+++ Text segment +++

Niccol doesn’t consider the figure, which is also the drive-thru plan, an aspirational target. There are some long-tenured employees getting handcrafted drinks poured in about two-and-half minutes. He said “probably” about half of stores today are executing transactions in less than four. The equipment is there; Starbucks just wasn’t deploying to serve against that goal. Once you start measuring for throughput, Niccol said, you begin to see which stores need to aggressively adjust.
“During peak, we know it’s very doable,” he said. “We just need to do it in all our stores in every transaction. So we’re going to be maniacal about getting after it.”
The comeback of community
It’s also a well-worn notion at this stage that Starbucks’ “third-place” slid into the void during COVID, and definitely after. And really, it was headed there before the crisis thanks to the rise of mobile ordering and proliferation of suburban drive-thrus. But Starbucks got too far out, Niccol said. He wants the brand to reclaim the third place so cafes feel like the welcoming environments customers remember.
It doesn’t necessarily matter if somebody is flipping open a laptop or grabbing a cold brew off the counter and streaming out—Starbucks should look and feel like you’d be welcome to do either.
In the coming months, Niccol said, Starbucks intends to reintroduce more personal touches to elevate the café experience (such as Sharpies). In another example, it’s going to begin prioritizing serving coffee in ceramic mugs for those who decide to stay in.
Starbucks has begun to review and revise designs as well, Niccol continued, to bring back more comfortable seating and amenities and to ensure locations are a place “where customers want to sit, work, and meet.” Designers are examining layers, textures, and the details that bring it all together.

+++

--- Exercise A ---
Write out the Starbucks passage between "The comeback of" and "to stay in.", inclusive.
--- Exercise B ---
List the three things the Starbucks passage says locations should be a place where customers want to do.
--- Exercise C ---
Do these statements agree with the Starbucks passage? (i) Niccol considers the figure an aspirational target. (ii) Starbucks will begin prioritizing ceramic mugs for customers who stay in. (iii) The third place began to decline only after COVID.

+++ Records +++

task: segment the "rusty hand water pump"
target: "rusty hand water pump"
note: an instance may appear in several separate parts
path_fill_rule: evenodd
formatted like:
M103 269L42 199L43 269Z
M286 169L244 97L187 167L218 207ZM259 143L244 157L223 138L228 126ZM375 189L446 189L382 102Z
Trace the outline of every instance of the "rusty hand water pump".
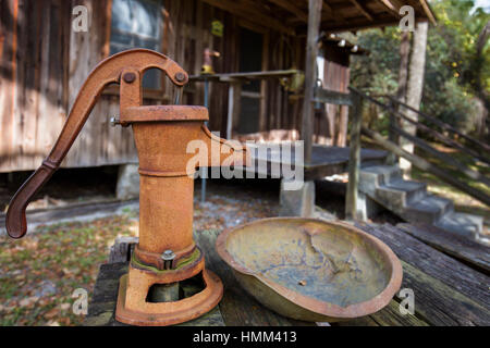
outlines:
M97 65L83 85L51 153L22 185L7 212L9 235L23 237L27 231L27 204L60 166L102 89L119 84L117 123L133 128L140 185L139 243L128 273L120 279L115 319L135 325L189 321L217 306L223 294L221 281L205 269L204 254L193 239L194 173L187 170L193 154L186 151L189 141L204 141L208 149L216 144L221 147L218 153L208 151L205 159L208 166L244 165L248 160L245 148L225 142L208 130L206 108L143 105L143 74L155 67L177 87L187 83L187 73L174 61L145 49L114 54ZM179 282L192 277L200 277L204 289L180 298ZM155 286L163 294L157 296L159 300L149 295Z

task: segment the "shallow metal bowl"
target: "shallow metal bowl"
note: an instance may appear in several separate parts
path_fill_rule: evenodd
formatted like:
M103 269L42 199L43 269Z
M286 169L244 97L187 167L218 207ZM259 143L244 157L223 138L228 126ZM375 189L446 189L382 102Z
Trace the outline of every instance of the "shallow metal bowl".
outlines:
M269 309L334 322L375 313L402 284L402 265L381 240L344 223L258 220L223 232L220 257Z

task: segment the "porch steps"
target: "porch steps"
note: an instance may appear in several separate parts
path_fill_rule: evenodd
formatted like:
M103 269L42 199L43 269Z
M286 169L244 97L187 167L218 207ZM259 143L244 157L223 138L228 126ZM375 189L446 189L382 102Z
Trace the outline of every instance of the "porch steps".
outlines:
M427 192L424 183L403 179L396 165L363 167L359 190L408 222L434 225L483 244L489 241L482 236L482 216L455 212L453 201Z

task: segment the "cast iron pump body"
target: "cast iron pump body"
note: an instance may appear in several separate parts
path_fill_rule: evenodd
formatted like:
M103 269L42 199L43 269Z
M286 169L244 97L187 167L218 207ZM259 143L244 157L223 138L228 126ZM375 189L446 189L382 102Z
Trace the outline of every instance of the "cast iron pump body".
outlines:
M27 231L25 209L34 195L60 166L84 126L102 89L120 85L121 125L131 125L139 158L139 243L128 273L120 279L117 320L134 325L171 325L189 321L220 301L223 286L205 269L204 254L193 239L194 157L187 145L199 140L208 150L200 165L246 165L246 148L213 136L206 127L208 110L192 105L143 105L143 74L160 69L177 87L187 73L166 55L134 49L103 60L89 74L78 92L61 134L37 171L12 198L7 212L7 231L21 238ZM213 144L215 142L215 144ZM170 285L201 275L200 293L180 300L147 300L152 285Z

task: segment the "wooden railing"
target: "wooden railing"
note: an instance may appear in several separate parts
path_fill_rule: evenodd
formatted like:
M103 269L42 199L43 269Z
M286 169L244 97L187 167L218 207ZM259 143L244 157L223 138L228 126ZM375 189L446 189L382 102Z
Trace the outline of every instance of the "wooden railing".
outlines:
M348 184L347 184L347 194L346 194L346 202L345 202L345 214L346 219L356 219L357 216L357 189L358 189L358 181L359 181L359 171L360 171L360 136L367 136L372 139L378 145L382 146L384 149L391 152L391 157L389 161L394 163L399 157L403 157L407 161L409 161L413 165L417 166L422 171L427 171L440 179L444 181L449 185L465 191L469 196L476 198L477 200L490 206L490 196L488 196L483 190L479 190L464 181L451 175L448 171L442 170L441 167L432 164L428 160L409 153L405 151L400 145L400 137L407 139L409 142L414 144L414 146L420 148L426 153L430 156L437 157L440 161L442 161L449 167L463 173L464 175L470 177L471 179L485 183L490 186L490 178L479 173L478 171L468 167L465 163L454 159L453 157L439 151L433 146L428 144L426 140L408 134L402 127L400 127L400 121L403 120L405 122L414 125L417 130L426 133L427 135L432 136L439 141L445 144L446 146L457 149L473 159L474 163L485 162L490 164L490 147L487 144L483 144L475 138L471 138L468 135L463 134L458 129L452 127L451 125L430 116L424 112L420 112L407 104L401 103L396 99L390 96L383 96L382 98L388 100L388 103L383 103L378 99L367 96L363 91L356 88L350 88L351 94L348 95L348 104L352 108L351 112L351 130L350 130L350 148L351 148L351 159L348 163ZM328 95L327 91L322 91L323 95ZM345 96L342 96L342 99L345 99ZM362 110L363 103L365 101L375 103L382 110L387 111L390 114L390 127L389 127L389 137L388 139L383 137L378 132L369 129L363 126L362 120ZM399 108L396 108L397 105ZM421 119L426 122L432 124L434 127L429 127L419 121L415 121L408 117L406 114L401 112L400 110L405 108L411 110L412 112L417 113ZM451 138L449 136L443 135L438 132L436 128L443 129L452 135L457 135L460 138L463 138L467 144L470 144L471 147L464 146L457 139ZM478 150L476 150L478 149Z

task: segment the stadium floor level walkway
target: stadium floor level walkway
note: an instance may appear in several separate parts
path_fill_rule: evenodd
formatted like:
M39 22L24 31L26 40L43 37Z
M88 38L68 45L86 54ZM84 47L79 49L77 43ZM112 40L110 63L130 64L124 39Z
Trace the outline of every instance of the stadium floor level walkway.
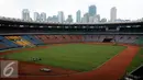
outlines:
M123 52L105 62L101 67L88 71L69 76L57 77L19 77L19 79L1 79L1 80L118 80L139 52L138 46L128 46Z

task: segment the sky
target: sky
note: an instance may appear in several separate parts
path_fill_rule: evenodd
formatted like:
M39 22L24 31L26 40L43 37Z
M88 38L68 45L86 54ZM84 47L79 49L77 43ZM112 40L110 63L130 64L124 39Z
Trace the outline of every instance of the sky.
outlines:
M22 10L29 9L31 18L34 12L45 12L47 16L57 15L64 11L65 18L72 14L74 20L76 11L81 15L88 12L88 7L95 4L97 14L110 19L110 9L117 8L117 18L136 20L143 18L143 0L0 0L0 16L22 18Z

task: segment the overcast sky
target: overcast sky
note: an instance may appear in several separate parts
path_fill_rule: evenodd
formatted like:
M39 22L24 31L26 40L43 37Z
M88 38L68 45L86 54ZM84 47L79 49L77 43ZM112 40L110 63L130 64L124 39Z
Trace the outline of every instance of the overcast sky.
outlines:
M90 4L96 4L101 18L110 19L112 7L118 9L118 19L143 18L143 0L0 0L0 15L21 19L22 9L29 9L31 18L33 12L46 12L50 16L64 11L65 18L72 14L75 19L77 10L84 14Z

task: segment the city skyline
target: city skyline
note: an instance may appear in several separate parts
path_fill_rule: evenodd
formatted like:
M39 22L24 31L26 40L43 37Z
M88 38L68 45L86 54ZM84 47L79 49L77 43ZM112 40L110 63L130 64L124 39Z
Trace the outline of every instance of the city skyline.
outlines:
M0 10L1 16L20 18L22 9L29 9L33 19L34 12L45 12L47 16L57 15L58 11L63 11L65 19L69 14L73 15L76 21L76 12L81 11L81 16L88 12L88 7L95 4L97 7L97 14L100 14L101 19L106 18L110 20L110 9L117 7L118 18L125 20L136 20L143 18L143 5L141 0L1 0ZM4 8L4 5L7 5Z

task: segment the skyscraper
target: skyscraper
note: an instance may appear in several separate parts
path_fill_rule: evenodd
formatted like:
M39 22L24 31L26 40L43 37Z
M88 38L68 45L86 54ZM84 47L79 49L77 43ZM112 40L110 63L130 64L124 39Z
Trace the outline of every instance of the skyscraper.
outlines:
M46 13L45 12L41 13L41 21L46 22Z
M96 5L90 5L88 13L89 13L89 16L96 15L97 14L97 7Z
M30 11L28 9L22 10L22 20L24 20L24 21L30 21L31 20Z
M117 20L117 8L113 7L111 8L111 11L110 11L110 21L114 22L116 20Z
M88 23L89 22L89 13L85 13L81 21L82 21L82 23Z
M80 10L78 10L78 11L76 12L76 22L77 22L77 23L80 23L80 22L81 22L81 12L80 12Z
M64 16L64 12L63 12L63 11L59 11L59 12L58 12L58 22L59 22L59 23L65 22L65 16Z
M67 22L67 23L72 23L72 22L73 22L73 16L72 16L72 15L68 15L66 22Z
M34 21L40 21L41 20L41 15L38 12L34 12Z

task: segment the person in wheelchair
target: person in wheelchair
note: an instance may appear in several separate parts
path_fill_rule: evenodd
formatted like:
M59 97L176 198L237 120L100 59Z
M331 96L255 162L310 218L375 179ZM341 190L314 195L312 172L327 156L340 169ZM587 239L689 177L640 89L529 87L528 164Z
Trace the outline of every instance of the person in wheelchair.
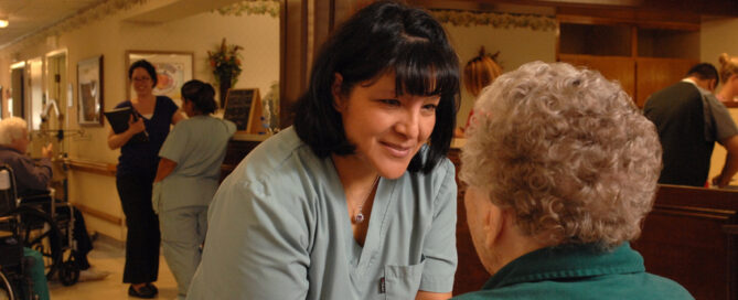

+++

--- Written solution A ---
The comeback of community
It’s also a well-worn notion at this stage that Starbucks’ “third-place” slid into the void during COVID, and definitely after. And really, it was headed there before the crisis thanks to the rise of mobile ordering and proliferation of suburban drive-thrus. But Starbucks got too far out, Niccol said. He wants the brand to reclaim the third place so cafes feel like the welcoming environments customers remember.
It doesn’t necessarily matter if somebody is flipping open a laptop or grabbing a cold brew off the counter and streaming out—Starbucks should look and feel like you’d be welcome to do either.
In the coming months, Niccol said, Starbucks intends to reintroduce more personal touches to elevate the café experience (such as Sharpies). In another example, it’s going to begin prioritizing serving coffee in ceramic mugs for those who decide to stay in.

--- Written solution B ---
sit, work, meet

--- Written solution C ---
(i) No: "Niccol doesn’t consider the figure, which is also the drive-thru plan, an aspirational target."
(ii) Yes: "it’s going to begin prioritizing serving coffee in ceramic mugs for those who decide to stay in."
(iii) No: "it was headed there before the crisis"